THE PROBLEM: Extract the lines from the first line of the records below through the line containing "182, row 284.", inclusive, and reproduce them exactly as written.

TASK DATA:
........
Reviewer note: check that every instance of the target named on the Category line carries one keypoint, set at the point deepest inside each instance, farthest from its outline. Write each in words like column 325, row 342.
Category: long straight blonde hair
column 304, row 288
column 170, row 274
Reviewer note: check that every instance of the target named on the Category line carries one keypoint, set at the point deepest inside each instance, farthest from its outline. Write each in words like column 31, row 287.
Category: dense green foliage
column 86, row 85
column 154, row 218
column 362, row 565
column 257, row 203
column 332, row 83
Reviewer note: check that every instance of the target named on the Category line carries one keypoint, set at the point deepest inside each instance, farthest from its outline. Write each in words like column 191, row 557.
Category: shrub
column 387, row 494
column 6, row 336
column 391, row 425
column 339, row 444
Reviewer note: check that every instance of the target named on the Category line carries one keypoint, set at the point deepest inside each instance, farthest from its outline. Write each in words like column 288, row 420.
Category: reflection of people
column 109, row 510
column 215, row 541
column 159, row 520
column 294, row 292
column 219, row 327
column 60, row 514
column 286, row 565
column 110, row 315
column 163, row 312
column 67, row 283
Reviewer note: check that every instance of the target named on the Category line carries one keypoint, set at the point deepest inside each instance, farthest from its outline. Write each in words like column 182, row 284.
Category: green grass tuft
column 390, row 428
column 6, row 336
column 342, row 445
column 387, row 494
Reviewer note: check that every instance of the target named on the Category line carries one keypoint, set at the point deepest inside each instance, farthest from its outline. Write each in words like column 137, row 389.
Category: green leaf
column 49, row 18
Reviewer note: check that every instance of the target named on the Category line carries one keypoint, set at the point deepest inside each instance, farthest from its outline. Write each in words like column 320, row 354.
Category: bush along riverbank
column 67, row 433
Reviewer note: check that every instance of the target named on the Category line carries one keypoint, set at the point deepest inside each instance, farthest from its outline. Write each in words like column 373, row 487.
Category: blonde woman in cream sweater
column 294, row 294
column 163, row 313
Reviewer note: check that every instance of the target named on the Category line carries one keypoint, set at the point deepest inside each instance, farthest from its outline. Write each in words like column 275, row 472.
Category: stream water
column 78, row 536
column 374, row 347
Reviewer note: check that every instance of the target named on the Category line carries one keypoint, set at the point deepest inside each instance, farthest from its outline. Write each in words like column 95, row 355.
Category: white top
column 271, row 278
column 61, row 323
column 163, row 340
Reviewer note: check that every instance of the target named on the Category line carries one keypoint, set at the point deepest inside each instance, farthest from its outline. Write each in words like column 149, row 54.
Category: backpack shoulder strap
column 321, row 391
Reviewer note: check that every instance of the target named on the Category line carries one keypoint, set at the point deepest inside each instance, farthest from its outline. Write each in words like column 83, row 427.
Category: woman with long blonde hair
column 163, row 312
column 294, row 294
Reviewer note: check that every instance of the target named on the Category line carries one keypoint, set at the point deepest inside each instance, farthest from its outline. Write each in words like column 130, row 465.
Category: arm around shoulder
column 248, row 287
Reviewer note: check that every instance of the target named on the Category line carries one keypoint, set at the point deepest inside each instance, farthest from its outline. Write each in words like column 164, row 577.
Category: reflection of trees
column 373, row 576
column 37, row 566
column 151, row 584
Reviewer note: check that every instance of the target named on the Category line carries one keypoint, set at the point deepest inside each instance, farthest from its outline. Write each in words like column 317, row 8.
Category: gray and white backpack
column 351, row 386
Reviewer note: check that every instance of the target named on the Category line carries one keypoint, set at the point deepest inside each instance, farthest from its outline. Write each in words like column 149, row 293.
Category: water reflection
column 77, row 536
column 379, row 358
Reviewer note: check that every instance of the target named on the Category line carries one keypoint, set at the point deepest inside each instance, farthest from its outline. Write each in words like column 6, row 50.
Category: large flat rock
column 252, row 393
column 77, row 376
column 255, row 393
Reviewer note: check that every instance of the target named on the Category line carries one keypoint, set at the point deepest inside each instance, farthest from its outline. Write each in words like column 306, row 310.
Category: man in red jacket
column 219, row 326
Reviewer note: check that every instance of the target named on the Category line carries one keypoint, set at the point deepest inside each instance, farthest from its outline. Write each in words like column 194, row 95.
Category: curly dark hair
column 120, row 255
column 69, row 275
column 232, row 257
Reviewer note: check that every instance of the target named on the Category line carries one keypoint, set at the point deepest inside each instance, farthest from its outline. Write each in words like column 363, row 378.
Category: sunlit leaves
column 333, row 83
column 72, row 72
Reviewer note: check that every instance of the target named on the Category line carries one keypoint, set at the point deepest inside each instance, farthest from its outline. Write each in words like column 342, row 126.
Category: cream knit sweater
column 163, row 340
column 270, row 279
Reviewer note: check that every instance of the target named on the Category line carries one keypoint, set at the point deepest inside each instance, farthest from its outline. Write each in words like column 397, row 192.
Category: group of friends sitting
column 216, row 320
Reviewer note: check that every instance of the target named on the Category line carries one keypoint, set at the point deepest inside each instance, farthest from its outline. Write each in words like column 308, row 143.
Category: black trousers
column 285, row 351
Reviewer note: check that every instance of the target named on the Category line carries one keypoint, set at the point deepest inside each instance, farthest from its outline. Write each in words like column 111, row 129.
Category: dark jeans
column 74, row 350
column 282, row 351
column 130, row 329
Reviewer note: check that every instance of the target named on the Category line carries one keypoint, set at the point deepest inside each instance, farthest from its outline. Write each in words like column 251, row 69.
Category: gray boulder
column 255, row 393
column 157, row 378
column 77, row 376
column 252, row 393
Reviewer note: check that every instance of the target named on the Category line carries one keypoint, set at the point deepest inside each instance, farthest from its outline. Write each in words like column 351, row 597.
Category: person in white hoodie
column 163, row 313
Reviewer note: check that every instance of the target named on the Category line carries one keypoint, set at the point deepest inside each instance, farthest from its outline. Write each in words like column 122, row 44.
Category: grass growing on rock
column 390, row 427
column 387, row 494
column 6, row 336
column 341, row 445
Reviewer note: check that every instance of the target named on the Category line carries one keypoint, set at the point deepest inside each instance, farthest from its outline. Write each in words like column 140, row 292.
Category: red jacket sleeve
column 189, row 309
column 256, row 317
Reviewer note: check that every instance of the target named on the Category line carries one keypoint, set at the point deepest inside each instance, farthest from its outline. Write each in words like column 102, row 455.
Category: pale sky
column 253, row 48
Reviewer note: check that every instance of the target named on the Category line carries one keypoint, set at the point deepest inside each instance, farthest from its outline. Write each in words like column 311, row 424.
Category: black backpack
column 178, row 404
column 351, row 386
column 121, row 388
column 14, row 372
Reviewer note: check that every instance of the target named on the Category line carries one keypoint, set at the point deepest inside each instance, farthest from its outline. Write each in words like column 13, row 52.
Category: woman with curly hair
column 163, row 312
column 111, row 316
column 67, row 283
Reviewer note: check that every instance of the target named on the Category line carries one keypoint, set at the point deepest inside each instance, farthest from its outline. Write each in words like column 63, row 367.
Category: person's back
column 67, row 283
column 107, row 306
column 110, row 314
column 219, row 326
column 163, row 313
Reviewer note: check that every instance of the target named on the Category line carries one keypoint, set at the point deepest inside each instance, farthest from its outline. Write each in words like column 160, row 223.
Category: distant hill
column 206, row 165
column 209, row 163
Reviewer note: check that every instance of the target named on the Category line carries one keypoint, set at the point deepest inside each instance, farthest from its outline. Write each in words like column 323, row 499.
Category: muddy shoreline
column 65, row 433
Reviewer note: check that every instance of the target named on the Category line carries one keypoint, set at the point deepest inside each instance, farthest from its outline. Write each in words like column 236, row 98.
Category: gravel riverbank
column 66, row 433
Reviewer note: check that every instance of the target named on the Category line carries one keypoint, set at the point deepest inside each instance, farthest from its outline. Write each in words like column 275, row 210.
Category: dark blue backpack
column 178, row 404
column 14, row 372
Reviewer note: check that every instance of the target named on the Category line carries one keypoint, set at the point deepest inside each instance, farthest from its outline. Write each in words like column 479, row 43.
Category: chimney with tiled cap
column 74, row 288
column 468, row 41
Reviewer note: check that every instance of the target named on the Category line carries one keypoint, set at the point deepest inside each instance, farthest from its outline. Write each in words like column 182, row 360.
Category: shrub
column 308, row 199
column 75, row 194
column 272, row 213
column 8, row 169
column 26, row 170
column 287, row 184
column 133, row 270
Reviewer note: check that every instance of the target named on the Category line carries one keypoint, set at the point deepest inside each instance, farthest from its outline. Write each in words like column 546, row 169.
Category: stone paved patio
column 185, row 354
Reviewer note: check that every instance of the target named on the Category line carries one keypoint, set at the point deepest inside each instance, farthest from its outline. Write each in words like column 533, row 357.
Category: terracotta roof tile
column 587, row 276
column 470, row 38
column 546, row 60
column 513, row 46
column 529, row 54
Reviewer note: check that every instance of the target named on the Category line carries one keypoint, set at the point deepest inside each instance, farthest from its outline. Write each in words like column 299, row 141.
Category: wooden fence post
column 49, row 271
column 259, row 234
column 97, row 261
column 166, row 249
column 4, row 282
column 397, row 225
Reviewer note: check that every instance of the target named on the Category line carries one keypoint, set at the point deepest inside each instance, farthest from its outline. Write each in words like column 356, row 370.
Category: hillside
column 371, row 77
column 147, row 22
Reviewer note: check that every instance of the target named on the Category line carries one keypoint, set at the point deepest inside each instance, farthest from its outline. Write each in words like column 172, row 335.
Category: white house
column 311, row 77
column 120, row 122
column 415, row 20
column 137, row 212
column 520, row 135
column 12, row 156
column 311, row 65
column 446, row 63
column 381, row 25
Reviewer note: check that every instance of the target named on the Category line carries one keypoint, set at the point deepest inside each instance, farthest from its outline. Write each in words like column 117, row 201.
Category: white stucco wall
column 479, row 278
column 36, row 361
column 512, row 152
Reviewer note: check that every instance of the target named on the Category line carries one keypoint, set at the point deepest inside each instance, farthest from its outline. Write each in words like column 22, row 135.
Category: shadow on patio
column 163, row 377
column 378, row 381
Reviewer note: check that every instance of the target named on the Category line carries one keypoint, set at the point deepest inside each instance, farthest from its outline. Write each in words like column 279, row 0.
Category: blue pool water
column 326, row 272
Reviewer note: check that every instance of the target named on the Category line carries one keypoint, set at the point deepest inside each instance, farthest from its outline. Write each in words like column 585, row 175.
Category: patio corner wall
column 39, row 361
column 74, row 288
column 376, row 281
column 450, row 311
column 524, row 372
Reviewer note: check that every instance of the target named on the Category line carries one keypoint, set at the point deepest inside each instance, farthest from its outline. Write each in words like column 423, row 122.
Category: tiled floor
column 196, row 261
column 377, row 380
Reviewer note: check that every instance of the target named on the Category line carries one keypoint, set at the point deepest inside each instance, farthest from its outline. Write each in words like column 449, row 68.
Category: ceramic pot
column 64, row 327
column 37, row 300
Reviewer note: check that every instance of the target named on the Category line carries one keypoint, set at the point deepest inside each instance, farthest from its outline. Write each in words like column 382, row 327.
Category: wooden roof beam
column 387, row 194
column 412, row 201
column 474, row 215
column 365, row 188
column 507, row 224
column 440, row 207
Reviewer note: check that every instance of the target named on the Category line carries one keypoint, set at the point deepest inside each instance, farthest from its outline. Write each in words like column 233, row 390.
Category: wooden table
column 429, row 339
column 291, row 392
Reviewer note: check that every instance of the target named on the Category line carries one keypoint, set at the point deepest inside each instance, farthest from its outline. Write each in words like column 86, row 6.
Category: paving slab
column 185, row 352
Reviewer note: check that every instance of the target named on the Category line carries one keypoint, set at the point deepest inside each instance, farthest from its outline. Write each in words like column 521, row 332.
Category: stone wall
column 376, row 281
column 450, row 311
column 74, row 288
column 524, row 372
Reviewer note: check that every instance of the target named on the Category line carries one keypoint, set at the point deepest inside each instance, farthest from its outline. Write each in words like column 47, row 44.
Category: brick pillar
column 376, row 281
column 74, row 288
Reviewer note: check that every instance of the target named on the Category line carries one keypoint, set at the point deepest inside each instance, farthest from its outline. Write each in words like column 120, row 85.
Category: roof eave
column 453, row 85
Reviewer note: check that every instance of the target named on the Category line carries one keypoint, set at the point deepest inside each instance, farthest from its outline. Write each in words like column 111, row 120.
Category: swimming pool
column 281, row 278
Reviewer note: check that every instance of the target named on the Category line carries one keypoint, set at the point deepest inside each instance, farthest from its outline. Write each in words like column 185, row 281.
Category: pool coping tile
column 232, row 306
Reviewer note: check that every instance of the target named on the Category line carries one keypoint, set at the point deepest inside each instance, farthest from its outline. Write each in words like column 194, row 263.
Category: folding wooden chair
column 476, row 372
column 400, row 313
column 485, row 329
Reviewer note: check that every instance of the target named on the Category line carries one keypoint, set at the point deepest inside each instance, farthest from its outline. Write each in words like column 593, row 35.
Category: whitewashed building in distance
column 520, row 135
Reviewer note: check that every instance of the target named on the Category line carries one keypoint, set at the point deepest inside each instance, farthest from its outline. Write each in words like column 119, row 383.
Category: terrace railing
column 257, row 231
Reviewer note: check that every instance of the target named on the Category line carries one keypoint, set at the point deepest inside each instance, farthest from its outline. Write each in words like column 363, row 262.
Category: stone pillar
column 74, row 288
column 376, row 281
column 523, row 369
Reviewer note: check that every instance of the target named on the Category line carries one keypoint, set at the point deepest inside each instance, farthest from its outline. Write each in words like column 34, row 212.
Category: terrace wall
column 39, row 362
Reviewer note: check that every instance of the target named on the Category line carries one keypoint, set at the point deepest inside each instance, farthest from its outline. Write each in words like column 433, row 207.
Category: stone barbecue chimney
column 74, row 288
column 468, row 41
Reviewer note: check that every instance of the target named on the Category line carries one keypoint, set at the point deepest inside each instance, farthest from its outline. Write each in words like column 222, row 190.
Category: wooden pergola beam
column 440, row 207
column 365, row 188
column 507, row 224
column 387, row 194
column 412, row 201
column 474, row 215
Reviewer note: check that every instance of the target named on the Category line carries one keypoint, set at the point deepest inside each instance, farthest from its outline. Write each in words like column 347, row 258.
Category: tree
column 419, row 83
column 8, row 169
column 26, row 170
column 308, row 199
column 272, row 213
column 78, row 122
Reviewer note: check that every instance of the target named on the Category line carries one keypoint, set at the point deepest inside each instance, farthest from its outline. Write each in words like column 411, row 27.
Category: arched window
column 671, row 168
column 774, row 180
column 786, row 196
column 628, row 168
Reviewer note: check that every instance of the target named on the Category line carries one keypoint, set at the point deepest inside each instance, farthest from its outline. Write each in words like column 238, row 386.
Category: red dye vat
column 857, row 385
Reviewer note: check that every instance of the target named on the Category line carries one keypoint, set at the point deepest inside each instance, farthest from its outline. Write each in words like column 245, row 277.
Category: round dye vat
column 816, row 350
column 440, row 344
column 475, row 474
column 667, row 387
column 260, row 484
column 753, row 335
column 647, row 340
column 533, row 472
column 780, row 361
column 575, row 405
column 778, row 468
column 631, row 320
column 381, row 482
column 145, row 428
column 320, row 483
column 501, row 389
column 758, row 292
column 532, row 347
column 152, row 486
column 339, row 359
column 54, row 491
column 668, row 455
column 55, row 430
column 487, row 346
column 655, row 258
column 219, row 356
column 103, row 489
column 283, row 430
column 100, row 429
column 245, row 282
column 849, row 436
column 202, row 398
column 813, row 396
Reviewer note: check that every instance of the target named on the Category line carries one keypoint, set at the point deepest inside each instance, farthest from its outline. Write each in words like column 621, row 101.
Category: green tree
........
EXPECTED OUTPUT:
Reviewer note: check that every instance of the target named on the Category line carries one keypoint, set at the point deepest inside each instance, farthest from its outline. Write each in words like column 325, row 342.
Category: long straight blonde hair
column 304, row 288
column 170, row 274
Reviewer note: check that every instance of the target named on the Category line carries one keypoint, set at the point deepest inside each instance, farthest from its outline. Write each in words like column 31, row 287.
Category: dense green foliage
column 86, row 85
column 154, row 218
column 362, row 565
column 257, row 203
column 332, row 83
Reviewer note: check that every instance of the target named on the Category line carries one keypoint, set at the point deepest inside each instance, farthest from its outline. Write each in words like column 191, row 557.
Category: shrub
column 387, row 494
column 6, row 336
column 391, row 425
column 339, row 444
Reviewer note: check that every instance of the target named on the Category line carries one keypoint, set at the point deepest inside each instance, farthest from its outline. Write each in words like column 288, row 420.
Category: reflection of people
column 109, row 510
column 215, row 541
column 159, row 520
column 294, row 292
column 219, row 327
column 60, row 514
column 286, row 565
column 110, row 315
column 163, row 312
column 67, row 283
Reviewer note: check that every instance of the target named on the Category line carries one keypoint, set at the point deepest inside each instance, farthest from its outline. Write each in words like column 182, row 284.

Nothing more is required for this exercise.